# DO THIS:
Output, word for word, every line from the line with "Where can the hand be" through the final line of the data below.

# MATERIAL PROVIDED:
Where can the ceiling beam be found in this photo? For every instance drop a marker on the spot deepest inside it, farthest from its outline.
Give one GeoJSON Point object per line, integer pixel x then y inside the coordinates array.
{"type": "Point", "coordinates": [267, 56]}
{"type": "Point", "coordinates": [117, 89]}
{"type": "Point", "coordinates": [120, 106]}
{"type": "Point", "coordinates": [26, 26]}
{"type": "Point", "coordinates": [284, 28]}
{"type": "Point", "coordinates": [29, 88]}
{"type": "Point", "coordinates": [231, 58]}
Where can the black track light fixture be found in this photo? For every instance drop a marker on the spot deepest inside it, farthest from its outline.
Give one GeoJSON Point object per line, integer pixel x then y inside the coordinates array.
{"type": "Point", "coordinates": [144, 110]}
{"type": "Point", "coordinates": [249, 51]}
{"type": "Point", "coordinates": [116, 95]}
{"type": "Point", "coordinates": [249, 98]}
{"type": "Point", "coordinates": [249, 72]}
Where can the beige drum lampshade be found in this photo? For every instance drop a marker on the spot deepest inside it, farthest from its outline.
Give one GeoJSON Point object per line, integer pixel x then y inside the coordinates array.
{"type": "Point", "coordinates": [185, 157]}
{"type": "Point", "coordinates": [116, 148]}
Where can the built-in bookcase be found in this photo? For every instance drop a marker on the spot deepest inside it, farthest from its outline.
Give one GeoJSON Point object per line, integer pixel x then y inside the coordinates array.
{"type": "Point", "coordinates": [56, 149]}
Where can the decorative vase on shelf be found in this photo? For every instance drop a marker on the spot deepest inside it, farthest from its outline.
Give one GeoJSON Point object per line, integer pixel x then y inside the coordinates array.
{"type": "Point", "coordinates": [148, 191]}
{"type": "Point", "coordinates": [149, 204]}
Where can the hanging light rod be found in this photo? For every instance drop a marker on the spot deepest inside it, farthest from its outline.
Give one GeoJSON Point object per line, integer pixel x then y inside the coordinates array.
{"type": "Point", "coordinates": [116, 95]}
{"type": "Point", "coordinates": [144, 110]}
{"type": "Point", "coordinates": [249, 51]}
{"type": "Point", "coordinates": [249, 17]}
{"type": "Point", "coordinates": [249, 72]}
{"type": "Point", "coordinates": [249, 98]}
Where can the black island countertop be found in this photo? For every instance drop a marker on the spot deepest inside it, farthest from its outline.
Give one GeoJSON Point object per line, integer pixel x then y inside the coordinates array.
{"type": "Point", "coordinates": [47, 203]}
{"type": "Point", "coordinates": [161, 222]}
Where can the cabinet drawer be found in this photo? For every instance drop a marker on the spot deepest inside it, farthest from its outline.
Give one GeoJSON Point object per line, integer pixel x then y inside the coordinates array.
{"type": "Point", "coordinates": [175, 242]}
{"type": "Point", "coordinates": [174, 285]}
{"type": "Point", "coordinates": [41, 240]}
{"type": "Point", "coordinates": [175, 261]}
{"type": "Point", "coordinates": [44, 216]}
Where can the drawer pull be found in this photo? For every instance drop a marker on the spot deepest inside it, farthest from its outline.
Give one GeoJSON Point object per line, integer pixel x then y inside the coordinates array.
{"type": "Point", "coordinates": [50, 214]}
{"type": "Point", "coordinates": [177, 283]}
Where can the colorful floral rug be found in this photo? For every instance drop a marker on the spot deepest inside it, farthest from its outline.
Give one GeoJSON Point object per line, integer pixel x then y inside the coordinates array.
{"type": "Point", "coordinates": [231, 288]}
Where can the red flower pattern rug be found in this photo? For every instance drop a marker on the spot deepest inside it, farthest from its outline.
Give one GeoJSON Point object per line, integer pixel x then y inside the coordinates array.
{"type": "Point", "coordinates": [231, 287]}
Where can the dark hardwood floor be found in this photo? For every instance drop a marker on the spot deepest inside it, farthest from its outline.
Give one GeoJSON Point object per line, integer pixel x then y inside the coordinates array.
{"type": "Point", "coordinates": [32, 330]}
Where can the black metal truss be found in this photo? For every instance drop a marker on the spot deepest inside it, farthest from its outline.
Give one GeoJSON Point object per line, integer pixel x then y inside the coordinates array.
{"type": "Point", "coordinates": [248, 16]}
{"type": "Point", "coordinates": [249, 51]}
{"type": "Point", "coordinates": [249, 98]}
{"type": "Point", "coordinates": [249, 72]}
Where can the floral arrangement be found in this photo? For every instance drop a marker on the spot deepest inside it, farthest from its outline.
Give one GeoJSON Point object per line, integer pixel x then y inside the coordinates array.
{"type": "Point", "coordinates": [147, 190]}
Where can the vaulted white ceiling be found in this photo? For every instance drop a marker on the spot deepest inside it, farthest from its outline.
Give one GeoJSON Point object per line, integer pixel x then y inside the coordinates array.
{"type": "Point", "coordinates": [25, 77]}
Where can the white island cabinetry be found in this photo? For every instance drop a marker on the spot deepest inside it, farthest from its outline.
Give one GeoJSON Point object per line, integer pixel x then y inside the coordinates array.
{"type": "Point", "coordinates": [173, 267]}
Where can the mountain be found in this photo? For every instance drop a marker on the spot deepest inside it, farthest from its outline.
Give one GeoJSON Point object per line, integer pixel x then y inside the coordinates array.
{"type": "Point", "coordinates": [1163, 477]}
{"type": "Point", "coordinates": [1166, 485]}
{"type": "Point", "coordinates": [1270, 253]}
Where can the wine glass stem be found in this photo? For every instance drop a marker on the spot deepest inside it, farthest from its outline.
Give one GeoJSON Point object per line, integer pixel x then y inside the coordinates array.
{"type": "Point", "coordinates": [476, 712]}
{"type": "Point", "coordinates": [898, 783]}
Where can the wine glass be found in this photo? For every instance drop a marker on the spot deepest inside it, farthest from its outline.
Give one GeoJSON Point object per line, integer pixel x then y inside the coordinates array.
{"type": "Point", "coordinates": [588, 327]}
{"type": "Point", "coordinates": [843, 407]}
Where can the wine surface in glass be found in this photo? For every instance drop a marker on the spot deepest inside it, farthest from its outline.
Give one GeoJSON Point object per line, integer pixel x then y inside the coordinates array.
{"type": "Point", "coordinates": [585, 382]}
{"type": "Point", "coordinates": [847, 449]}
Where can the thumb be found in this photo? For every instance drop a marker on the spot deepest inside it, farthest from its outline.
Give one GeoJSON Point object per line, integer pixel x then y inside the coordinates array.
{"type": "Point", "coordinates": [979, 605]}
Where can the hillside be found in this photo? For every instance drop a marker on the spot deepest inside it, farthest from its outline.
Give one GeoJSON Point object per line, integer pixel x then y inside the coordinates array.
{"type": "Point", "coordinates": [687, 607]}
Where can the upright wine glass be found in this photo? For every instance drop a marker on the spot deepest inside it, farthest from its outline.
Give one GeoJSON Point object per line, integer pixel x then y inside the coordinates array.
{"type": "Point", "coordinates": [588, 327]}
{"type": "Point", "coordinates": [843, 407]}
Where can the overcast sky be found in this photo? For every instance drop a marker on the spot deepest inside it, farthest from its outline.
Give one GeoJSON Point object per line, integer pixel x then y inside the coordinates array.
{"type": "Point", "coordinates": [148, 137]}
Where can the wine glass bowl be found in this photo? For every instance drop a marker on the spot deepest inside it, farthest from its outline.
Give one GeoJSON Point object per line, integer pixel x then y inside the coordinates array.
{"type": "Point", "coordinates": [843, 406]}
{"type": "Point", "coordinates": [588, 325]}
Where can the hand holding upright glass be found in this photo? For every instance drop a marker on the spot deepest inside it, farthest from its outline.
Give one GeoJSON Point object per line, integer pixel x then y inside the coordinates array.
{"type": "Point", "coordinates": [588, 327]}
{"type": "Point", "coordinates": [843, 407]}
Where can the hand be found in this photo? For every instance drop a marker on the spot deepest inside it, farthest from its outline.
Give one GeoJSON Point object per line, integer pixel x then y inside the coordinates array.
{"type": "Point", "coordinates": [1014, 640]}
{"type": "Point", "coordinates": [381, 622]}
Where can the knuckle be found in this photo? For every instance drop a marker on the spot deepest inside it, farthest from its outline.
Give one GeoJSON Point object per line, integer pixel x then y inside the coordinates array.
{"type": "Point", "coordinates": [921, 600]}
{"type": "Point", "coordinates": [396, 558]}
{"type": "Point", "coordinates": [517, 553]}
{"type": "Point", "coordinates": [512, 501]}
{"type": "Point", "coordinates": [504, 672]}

# OUTPUT BELOW:
Where can the hand be found in this photo? For every instance drop a marker on the spot deepest inside it, farthest from its outline.
Give one GeoJSON Point object per line, integer pixel x then y inside the coordinates array.
{"type": "Point", "coordinates": [1014, 640]}
{"type": "Point", "coordinates": [381, 622]}
Where can the knuckle be found in this photo? For every instance drop a marker on the spot deepest inside it, farthest from its outline.
Give one GeoJSON Point object per line, integer pixel x then y inside the coordinates array.
{"type": "Point", "coordinates": [921, 600]}
{"type": "Point", "coordinates": [396, 558]}
{"type": "Point", "coordinates": [517, 553]}
{"type": "Point", "coordinates": [512, 501]}
{"type": "Point", "coordinates": [504, 672]}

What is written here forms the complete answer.